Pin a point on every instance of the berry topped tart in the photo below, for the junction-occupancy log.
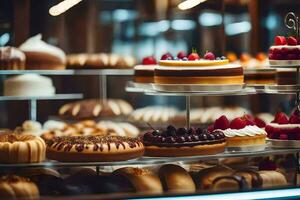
(194, 69)
(283, 130)
(144, 73)
(242, 133)
(183, 142)
(285, 51)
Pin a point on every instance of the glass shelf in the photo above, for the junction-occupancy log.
(155, 160)
(190, 90)
(71, 72)
(52, 97)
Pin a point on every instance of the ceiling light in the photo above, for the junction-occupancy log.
(62, 7)
(187, 4)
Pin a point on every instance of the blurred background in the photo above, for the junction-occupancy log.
(141, 28)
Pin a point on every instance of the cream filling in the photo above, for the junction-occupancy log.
(286, 126)
(227, 66)
(247, 131)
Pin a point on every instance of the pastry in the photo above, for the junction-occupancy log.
(204, 179)
(285, 51)
(28, 85)
(93, 108)
(176, 179)
(143, 180)
(229, 183)
(11, 59)
(21, 148)
(94, 148)
(241, 132)
(193, 70)
(182, 142)
(42, 56)
(153, 115)
(144, 73)
(90, 127)
(16, 187)
(284, 128)
(99, 61)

==============================

Express the entries above as a Markdown table with the columns Row and Text, one numbered row per line and no rows for blank lines. Omit the pictures.

| Row | Text |
|---|---|
| 1 | Pin a point on every instance of the berry topped tart in the photo below, for the junction-occupancy log. |
| 2 | (194, 69) |
| 3 | (283, 130) |
| 4 | (144, 73) |
| 5 | (242, 133) |
| 6 | (183, 142) |
| 7 | (285, 51) |
| 8 | Pin a point on every instance of the glass shelf in the photo above, for the junction-occupancy log. |
| 9 | (155, 160) |
| 10 | (190, 90) |
| 11 | (71, 72) |
| 12 | (52, 97) |
| 13 | Pin a point on every instance of the ceiling light in the photo above, for the junction-occupancy log. |
| 14 | (62, 7) |
| 15 | (187, 4) |
| 16 | Pin a point on every instance of the blurred background in the photo above, for the junction-occupancy log. |
| 17 | (141, 28) |
| 18 | Pin a point on every instance of the cream filling in the photo above, for the junction-occupancy log. |
| 19 | (286, 126) |
| 20 | (227, 66) |
| 21 | (247, 131) |
| 22 | Pin a point on every instance of the pastry in the photo above, for the junction-occupancy log. |
| 23 | (204, 179) |
| 24 | (285, 51) |
| 25 | (28, 85) |
| 26 | (93, 108) |
| 27 | (176, 179) |
| 28 | (143, 180) |
| 29 | (229, 183) |
| 30 | (11, 59) |
| 31 | (21, 148) |
| 32 | (94, 148) |
| 33 | (241, 132) |
| 34 | (193, 70) |
| 35 | (182, 142) |
| 36 | (42, 56) |
| 37 | (153, 115) |
| 38 | (144, 73) |
| 39 | (90, 127) |
| 40 | (16, 187) |
| 41 | (284, 128) |
| 42 | (99, 61) |